Data for this task ->
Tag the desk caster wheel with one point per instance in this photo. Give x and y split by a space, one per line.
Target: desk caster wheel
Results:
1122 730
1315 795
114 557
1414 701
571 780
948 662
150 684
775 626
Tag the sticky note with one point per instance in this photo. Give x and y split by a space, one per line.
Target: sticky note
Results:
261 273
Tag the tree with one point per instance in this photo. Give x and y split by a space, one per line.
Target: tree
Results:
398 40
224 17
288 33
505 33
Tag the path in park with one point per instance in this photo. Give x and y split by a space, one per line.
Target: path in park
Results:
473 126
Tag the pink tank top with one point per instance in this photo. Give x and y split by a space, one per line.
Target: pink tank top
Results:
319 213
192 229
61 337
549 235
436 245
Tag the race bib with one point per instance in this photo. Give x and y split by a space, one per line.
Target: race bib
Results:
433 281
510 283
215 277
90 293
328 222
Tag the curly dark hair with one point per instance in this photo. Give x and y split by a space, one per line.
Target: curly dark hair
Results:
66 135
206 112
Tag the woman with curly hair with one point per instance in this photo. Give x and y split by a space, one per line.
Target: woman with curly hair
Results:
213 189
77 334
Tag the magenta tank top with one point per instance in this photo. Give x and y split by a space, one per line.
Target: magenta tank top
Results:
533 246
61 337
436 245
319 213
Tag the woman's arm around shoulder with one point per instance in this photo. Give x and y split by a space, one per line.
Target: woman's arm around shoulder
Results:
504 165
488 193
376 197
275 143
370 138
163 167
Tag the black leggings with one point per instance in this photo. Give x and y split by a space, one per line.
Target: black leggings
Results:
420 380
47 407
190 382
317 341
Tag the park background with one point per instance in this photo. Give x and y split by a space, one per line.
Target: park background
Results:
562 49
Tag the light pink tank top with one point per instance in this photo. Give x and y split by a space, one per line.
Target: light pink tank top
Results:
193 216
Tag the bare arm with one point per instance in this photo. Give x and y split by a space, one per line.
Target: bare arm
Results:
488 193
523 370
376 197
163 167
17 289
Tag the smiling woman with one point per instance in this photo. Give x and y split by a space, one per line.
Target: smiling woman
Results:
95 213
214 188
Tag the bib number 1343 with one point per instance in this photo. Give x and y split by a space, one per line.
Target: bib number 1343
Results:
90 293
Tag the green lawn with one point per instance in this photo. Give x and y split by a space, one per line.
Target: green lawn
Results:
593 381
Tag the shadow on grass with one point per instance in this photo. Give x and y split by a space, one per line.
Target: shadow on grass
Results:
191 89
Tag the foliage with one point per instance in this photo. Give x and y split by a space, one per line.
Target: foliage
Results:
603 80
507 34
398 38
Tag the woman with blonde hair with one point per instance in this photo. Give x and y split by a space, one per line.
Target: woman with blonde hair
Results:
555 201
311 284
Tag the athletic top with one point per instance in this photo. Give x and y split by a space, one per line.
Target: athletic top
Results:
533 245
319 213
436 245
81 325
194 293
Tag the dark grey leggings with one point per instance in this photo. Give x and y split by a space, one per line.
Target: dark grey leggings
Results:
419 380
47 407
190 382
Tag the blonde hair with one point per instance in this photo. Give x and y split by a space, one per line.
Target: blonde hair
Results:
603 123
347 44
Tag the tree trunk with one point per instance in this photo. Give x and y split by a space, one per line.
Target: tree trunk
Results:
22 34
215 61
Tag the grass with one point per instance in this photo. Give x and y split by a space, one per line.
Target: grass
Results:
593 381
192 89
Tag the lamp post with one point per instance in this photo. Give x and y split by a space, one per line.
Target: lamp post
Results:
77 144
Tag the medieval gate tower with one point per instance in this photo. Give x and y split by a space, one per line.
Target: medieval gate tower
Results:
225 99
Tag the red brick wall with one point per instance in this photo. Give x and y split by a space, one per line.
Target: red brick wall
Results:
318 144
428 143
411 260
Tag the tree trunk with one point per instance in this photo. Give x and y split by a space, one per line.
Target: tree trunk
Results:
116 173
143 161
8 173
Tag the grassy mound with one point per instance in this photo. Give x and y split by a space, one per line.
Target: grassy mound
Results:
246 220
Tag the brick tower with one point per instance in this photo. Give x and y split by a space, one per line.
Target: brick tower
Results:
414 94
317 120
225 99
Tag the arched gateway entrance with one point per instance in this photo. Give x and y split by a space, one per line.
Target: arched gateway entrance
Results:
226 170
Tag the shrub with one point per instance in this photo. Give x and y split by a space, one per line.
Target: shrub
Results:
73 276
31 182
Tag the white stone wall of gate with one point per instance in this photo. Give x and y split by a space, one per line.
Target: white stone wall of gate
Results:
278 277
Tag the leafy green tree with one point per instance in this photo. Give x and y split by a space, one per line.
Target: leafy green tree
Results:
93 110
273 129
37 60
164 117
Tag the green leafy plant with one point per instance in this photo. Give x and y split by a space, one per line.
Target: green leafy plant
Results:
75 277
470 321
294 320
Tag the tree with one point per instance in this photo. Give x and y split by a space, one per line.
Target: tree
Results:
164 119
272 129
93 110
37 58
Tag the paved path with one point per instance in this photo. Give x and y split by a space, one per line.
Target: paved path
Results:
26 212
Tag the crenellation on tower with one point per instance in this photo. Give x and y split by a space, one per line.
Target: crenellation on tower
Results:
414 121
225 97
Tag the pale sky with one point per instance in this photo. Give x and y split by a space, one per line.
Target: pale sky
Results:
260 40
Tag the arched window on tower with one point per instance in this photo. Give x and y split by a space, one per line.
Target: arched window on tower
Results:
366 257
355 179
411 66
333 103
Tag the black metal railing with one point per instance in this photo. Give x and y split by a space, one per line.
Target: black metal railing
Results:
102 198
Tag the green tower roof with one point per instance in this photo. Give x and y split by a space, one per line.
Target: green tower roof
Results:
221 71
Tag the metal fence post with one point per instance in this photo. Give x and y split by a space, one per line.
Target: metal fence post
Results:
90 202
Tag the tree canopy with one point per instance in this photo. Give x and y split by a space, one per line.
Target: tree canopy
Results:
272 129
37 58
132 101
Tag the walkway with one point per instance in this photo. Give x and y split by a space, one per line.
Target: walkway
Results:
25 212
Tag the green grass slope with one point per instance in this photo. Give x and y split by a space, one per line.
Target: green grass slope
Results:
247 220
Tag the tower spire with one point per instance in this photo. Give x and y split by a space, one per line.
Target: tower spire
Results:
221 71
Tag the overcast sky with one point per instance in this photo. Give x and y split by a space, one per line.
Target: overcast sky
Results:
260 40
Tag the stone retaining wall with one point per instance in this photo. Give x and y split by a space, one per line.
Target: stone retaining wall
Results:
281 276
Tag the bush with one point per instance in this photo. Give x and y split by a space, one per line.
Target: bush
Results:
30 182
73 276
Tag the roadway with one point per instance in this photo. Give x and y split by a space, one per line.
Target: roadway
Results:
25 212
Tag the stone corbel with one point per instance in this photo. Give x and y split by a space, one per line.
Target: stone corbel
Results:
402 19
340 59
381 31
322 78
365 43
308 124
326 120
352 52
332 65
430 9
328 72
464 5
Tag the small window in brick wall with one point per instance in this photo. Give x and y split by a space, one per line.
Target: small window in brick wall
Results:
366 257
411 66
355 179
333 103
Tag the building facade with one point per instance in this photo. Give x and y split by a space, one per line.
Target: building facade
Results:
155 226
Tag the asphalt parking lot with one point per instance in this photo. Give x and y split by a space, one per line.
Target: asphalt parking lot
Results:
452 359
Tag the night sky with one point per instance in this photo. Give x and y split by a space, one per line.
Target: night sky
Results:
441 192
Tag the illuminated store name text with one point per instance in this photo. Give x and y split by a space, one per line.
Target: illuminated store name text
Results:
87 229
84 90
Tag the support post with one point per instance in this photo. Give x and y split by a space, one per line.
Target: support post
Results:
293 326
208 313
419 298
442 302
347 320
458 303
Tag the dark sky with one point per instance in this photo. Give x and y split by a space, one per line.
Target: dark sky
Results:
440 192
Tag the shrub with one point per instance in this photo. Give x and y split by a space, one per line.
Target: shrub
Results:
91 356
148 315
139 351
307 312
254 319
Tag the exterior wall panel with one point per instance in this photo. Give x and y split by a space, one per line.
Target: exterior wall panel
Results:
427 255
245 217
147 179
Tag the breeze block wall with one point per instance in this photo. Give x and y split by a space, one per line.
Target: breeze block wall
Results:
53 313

Task objective -> Please quote, word for word, every line of the listing from the one that contains "Tag the building" through the final line of the listing, both included.

Correct result ->
Tag the building facade with one point per instance in this photo. Give x and y split by a space, one per line.
Target: building facade
Results:
155 226
Tag the asphalt parking lot with one point per instance in this photo. Give x and y split by a space, one per line.
Target: asphalt parking lot
Results:
452 359
Tag the night sky with one point per instance in this photo. Give x and y split by a space, one per line.
Target: night sky
Results:
441 192
Tag the illuminated store name text with one point per instance in this photo. Give x and y split by a space, one per line.
Target: illuminated store name text
Results:
87 229
84 90
Tag the support post with one point per instance in this photo. Give x and y split by a space, one per line.
Target: support post
Results:
293 326
208 313
419 298
442 302
347 320
458 303
Tag the dark sky with one point per instance in this photo. Give x and y split by a space, one per line.
Target: dark sky
Results:
440 192
Tag the shrub with one point per instance in this photo. Give x and y split by a space, one per line.
Target: shrub
Results:
91 356
148 315
139 351
307 312
254 319
Tag the exterior wall panel with one point per instance in this photo. Give x and y split by a space, one per line.
Target: exterior wall panel
Results:
427 255
245 217
147 179
Tag the breeze block wall with one point per instance in this photo. Give x and y split by a space, one per line.
Target: breeze block wall
Results:
53 313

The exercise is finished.